DATASET:
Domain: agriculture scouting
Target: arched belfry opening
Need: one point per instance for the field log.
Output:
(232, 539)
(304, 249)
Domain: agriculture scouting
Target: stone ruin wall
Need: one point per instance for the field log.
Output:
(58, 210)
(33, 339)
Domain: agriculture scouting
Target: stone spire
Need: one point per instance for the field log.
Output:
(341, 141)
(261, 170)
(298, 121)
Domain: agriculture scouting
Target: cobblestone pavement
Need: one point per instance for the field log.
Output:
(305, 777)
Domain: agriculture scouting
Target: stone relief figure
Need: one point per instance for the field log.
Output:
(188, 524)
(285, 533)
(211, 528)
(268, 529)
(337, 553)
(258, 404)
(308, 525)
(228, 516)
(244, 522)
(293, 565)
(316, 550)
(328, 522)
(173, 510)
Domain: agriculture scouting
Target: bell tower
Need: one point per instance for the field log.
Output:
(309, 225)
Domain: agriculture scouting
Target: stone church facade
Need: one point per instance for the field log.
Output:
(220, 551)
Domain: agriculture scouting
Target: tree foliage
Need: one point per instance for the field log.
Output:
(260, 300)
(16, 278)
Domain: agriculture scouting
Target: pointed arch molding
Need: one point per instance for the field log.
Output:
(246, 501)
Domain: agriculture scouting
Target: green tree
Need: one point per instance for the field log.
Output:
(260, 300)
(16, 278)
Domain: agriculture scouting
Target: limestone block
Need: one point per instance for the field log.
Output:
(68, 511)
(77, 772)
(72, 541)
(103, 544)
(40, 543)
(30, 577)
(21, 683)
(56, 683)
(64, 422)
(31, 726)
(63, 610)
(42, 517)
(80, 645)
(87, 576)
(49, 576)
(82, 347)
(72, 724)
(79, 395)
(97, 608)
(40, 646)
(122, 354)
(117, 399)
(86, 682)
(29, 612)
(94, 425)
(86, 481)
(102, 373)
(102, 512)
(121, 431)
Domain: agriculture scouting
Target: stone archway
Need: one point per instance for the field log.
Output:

WHAT IS NEEDED: Give the listing again. Leave every word as it stands.

THE ANSWER:
Domain: agriculture scouting
Target: arched belfry opening
Need: one point per instance for the field log.
Output:
(232, 539)
(304, 249)
Domain: agriculture scouting
Target: stone ruin wall
Need: one point per instance for the field log.
Output:
(58, 210)
(33, 339)
Domain: agriculture scouting
Target: stone spire
Need: one point per instance for the field log.
Output:
(341, 141)
(261, 170)
(298, 121)
Domain: agriculture scouting
Target: cobblestone pavement
Need: one point per instance for the field log.
Output:
(305, 777)
Domain: agriculture scouting
Target: stone relief figure
Need: one point per instance for the field log.
Output:
(188, 524)
(285, 533)
(211, 528)
(268, 529)
(337, 553)
(258, 404)
(308, 525)
(228, 516)
(244, 522)
(293, 565)
(316, 550)
(328, 522)
(173, 510)
Domain: agriculture scouting
Target: bell tower
Need: one point per instance for the field log.
Output:
(309, 225)
Domain: agriculture scouting
Target: stone church facade
Need: one point per instance for the field log.
Output:
(220, 551)
Domain: agriculture scouting
Target: tree foliage
Need: one point per instance for the field log.
Output:
(260, 300)
(16, 278)
Domain: agriculture scouting
Target: pointed arch molding
Need: one point per instance for the field log.
Output:
(246, 501)
Domain: agriculture scouting
Target: green tree
Need: one point per instance for the field log.
Output:
(260, 300)
(16, 278)
Domain: agriculture scouting
Target: limestone block
Need: one point per instance for the field log.
Output:
(68, 511)
(77, 772)
(72, 541)
(103, 544)
(40, 543)
(30, 577)
(21, 683)
(56, 683)
(64, 422)
(31, 726)
(63, 610)
(42, 517)
(80, 645)
(87, 576)
(49, 576)
(82, 347)
(72, 724)
(79, 395)
(97, 608)
(40, 646)
(122, 354)
(117, 399)
(86, 682)
(29, 612)
(94, 425)
(86, 481)
(102, 373)
(102, 512)
(121, 431)
Domain: agriculture scouting
Target: stone archway
Need: one point per instance for the field log.
Output:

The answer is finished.